| Provided passage |
--------------------------------------------------

In the first sequence, tail stiffening occurred at 50% of the gait cycle (Figure 4), the midpoint of the swing phase of the front left leg, i.e., when it was reaching forward. Tail relaxation occurred at 100% of the gait cycle at the same instant during the swing phase of the front right leg. The stiff tail provided additional support to the robot, supplementing stability in conjunction with the front right leg and the back left leg during the flight phase. When the tail relaxed, all four legs of the robot were in contact with the ground, ensuring continuous stability. The stiff tail not only provided a counterbalance but also played a significant role in propelling the robot forward. On a smooth, flat surface, the robot with this configuration maintained a straight trajectory and covered an optimal distance in a cycle (Figure 5A).

In contrast, the second sequence presented a different outcome. In this sequence, the tail stiffened just before the front right leg touched the ground, with the body curved to the left. The tail was relaxed when the front left, and back right legs were in the air, leading to an unstable stance as the robot had to rely solely on the front right leg and the left back leg without any assistance from the tail. This imbalance led to the robot tilting backward. This configuration consistently deviated from a straight trajectory on a smooth, flat surface, veering to the right, indicative of a foot drop sequence. This gait-stiffening sequence resulted in covering less distance per cycle compared to the first sequence (Figure 5B).

Given these observations, we continued our experiments using the first sequence. It offered a clear advantage in stability and locomotion, making it a more efficient model for our robotic design. However, this does not rule out the potential that other gait-stiffening sequences might bring to the table. For future work, a more comprehensive study could explore other gait-stiffening sequences and their respective impacts on locomotion.

This experiment was carried out as described in section 3.1. In each of the five trials conducted, the robot could not meet the goal of traveling along a straight line while on level ground. The robot deviated 2.4° ± 0.71° per cycle from the straight path and traveled with a speed of 0.45 ± 0.03 BL/cycle (or 3.75 ± 0.25 cm/s), Figure 7B.

--------------------------------------------------

| Data listing |
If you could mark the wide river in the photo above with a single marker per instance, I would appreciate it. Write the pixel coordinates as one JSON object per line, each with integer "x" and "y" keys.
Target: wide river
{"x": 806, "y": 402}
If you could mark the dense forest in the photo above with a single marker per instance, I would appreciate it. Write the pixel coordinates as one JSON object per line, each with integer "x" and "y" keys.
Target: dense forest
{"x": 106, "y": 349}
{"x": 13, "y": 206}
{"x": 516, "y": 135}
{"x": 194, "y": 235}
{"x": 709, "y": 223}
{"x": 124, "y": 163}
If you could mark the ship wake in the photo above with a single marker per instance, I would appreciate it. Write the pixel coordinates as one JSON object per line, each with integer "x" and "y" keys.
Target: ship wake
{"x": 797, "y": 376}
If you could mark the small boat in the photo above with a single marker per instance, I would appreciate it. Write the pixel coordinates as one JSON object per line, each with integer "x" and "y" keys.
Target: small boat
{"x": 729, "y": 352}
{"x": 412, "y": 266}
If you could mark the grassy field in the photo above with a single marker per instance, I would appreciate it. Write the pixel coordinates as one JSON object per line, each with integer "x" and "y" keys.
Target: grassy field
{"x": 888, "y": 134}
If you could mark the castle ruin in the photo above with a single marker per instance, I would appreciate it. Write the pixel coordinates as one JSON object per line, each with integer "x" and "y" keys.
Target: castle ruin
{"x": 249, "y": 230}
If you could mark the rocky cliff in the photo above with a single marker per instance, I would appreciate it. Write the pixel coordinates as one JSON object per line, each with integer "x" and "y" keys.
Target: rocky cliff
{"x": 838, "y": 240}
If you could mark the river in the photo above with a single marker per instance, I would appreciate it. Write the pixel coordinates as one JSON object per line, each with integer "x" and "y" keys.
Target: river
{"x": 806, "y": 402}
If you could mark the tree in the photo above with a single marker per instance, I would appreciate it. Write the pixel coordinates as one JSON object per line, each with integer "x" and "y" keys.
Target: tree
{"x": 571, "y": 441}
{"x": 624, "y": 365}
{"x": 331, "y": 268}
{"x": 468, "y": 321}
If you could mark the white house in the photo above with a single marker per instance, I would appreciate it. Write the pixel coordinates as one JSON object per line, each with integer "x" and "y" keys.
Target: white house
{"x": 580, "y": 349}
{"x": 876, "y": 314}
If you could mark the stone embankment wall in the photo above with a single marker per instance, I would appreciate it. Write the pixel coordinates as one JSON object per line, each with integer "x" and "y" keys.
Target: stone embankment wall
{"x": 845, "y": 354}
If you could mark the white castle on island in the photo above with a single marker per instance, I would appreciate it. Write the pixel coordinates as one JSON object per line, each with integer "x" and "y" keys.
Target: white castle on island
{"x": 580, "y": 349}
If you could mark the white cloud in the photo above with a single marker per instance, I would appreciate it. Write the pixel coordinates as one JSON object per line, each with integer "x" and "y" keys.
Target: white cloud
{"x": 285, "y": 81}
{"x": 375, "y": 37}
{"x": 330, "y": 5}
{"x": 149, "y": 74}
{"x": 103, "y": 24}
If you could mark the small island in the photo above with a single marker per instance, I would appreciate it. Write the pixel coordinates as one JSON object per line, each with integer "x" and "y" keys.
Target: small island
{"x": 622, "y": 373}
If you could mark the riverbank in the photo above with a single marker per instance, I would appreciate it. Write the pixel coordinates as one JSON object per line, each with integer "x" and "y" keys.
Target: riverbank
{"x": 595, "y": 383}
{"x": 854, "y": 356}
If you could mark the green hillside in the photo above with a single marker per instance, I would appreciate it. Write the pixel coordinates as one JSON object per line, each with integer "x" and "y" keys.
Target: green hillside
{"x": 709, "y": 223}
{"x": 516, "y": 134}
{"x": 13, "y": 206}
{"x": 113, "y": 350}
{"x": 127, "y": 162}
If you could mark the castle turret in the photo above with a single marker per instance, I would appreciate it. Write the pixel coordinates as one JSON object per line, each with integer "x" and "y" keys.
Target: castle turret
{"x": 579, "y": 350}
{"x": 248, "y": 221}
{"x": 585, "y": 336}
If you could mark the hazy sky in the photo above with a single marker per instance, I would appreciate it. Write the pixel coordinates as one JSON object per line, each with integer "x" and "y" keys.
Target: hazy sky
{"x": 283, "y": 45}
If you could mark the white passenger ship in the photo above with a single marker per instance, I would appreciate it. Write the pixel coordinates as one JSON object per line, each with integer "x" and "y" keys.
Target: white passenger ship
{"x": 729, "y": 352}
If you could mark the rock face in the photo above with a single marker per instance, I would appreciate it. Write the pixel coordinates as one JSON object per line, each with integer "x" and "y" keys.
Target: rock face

--------------------------------------------------

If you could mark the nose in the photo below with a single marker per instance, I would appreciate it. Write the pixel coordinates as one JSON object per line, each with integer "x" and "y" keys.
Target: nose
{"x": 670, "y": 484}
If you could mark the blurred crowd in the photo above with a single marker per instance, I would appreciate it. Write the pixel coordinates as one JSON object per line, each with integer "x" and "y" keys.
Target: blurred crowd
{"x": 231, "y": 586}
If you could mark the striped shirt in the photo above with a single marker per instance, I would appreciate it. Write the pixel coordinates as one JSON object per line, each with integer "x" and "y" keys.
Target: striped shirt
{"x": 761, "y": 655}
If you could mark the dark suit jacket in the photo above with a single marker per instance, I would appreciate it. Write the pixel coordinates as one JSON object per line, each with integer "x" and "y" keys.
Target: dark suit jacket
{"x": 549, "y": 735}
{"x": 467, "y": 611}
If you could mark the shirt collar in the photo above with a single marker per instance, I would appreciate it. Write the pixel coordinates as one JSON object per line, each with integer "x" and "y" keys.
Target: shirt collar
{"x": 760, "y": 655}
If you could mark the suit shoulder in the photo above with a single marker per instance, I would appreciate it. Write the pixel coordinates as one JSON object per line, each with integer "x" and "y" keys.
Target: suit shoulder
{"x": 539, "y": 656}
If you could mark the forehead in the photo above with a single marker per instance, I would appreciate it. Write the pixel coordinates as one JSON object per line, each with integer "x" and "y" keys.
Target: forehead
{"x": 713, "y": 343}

--------------------------------------------------

| Stated task 1 |
Summarize the tail-stiffening passage in two sentences.
| Stated task 2 |
Echo the part of the tail-stiffening passage that opens with the words containing "Given these observations, we" and closes with "cm/s), Figure 7B.".

| Final answer 1 |
In the first sequence, the tail stiffened at the midpoint of the front left leg's swing and relaxed during the front right leg's swing, adding support and forward propulsion so the robot kept a straight path and covered an optimal distance per cycle. The second sequence left the robot relying on only two legs without help from the tail, so it tilted backward, veered right and covered less distance per cycle, and further experiments therefore used the first sequence.

| Final answer 2 |
Given these observations, we continued our experiments using the first sequence. It offered a clear advantage in stability and locomotion, making it a more efficient model for our robotic design. However, this does not rule out the potential that other gait-stiffening sequences might bring to the table. For future work, a more comprehensive study could explore other gait-stiffening sequences and their respective impacts on locomotion.

This experiment was carried out as described in section 3.1. In each of the five trials conducted, the robot could not meet the goal of traveling along a straight line while on level ground. The robot deviated 2.4° ± 0.71° per cycle from the straight path and traveled with a speed of 0.45 ± 0.03 BL/cycle (or 3.75 ± 0.25 cm/s), Figure 7B.